start Text provided

This was apparently true of his personal life as well. The Dalkowski drinking stories Treder recounts are almost unbelievable. (“The next night they just carried him off the mound in the fourth inning.”) He makes Billy Martin look like Cal Ripkin Jr. Dalkowski is still alive but, Treder says, “due to permanent brain damage from all the alcohol, Dalkowski retains little memory of much of his life.”
He has been cited as the inspiration for Nuke LaLoosh in Bull Durham and Rick “Wild Thing” Vaughn in Major League. I admire both movies, but those characters are cheerful winners acting out more or less traditional uplift narratives — conquering wildness in one case, exploiting it in another. Dalkowski was irremediable and unsalvageable. After baseball he worked on farms and on his drinking till he was worn down completely. Treder suggests he was mentally disabled, unable to cope with the simplest needs of social life or baseball. Basically he was a mustang, a wild horse that couldn’t be broken, and though we are accustomed to think of such creatures as symbols of indomitable spirit, they are also very poorly suited to the reins and we all know what happens to anything and anybody like that. This is not to plead victim status for Dalkowski, but to say how things are.
Look at him here, during a youthful tryout with the Orioles, and later with the minor league Red Wings. Does he look like a happy man? What sort of man does he look like? He doesn’t seem violent or aggressive in the ways we are accustomed to seeing heat-throwers in the present day. He looks like someone more plagued by than comfortable with his gifts — as a youthful acquaintance once described Eugene O’Neill, someone with “too much motor for the chassis.”
There’s a very fine account by a minor league player who faced Dalkowski here: “Later, I was awarded a Bronze Star for my actions in Vietnam, but I should have gotten a Silver Star for spending 20 minutes in a batting cage with Steve Dalkowski.”

end Text provided
start Supplied records

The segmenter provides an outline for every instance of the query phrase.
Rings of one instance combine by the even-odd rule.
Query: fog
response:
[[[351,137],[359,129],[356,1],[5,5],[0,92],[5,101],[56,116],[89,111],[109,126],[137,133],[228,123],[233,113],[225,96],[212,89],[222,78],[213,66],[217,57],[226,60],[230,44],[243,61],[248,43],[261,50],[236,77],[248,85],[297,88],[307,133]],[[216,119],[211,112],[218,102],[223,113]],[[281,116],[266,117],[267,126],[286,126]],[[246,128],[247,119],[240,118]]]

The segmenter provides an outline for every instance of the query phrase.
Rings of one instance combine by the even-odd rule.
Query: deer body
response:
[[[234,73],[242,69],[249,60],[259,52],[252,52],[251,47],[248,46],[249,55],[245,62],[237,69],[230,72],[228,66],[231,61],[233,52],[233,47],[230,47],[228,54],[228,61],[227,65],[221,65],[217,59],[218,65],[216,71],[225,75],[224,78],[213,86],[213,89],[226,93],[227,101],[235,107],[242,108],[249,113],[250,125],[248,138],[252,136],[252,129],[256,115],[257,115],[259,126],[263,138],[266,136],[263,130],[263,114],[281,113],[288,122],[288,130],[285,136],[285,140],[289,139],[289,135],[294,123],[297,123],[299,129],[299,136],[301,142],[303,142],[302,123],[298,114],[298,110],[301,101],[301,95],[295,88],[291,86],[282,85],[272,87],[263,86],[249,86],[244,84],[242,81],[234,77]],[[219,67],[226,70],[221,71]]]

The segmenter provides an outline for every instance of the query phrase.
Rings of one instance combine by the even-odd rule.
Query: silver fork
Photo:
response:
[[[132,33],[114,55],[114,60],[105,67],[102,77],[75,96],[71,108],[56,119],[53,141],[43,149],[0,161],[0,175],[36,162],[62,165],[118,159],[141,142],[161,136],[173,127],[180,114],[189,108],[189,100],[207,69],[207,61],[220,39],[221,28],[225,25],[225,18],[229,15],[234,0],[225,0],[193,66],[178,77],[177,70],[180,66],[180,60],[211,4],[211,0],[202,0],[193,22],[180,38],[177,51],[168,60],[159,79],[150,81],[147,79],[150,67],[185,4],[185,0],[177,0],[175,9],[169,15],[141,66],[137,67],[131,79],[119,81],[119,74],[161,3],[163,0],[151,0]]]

end Supplied records

**Written problem:**
Copy word for word everything in the passage about Steve Dalkowski from "He has been" down to "how things are.".

**Problem solution:**
He has been cited as the inspiration for Nuke LaLoosh in Bull Durham and Rick “Wild Thing” Vaughn in Major League. I admire both movies, but those characters are cheerful winners acting out more or less traditional uplift narratives — conquering wildness in one case, exploiting it in another. Dalkowski was irremediable and unsalvageable. After baseball he worked on farms and on his drinking till he was worn down completely. Treder suggests he was mentally disabled, unable to cope with the simplest needs of social life or baseball. Basically he was a mustang, a wild horse that couldn’t be broken, and though we are accustomed to think of such creatures as symbols of indomitable spirit, they are also very poorly suited to the reins and we all know what happens to anything and anybody like that. This is not to plead victim status for Dalkowski, but to say how things are.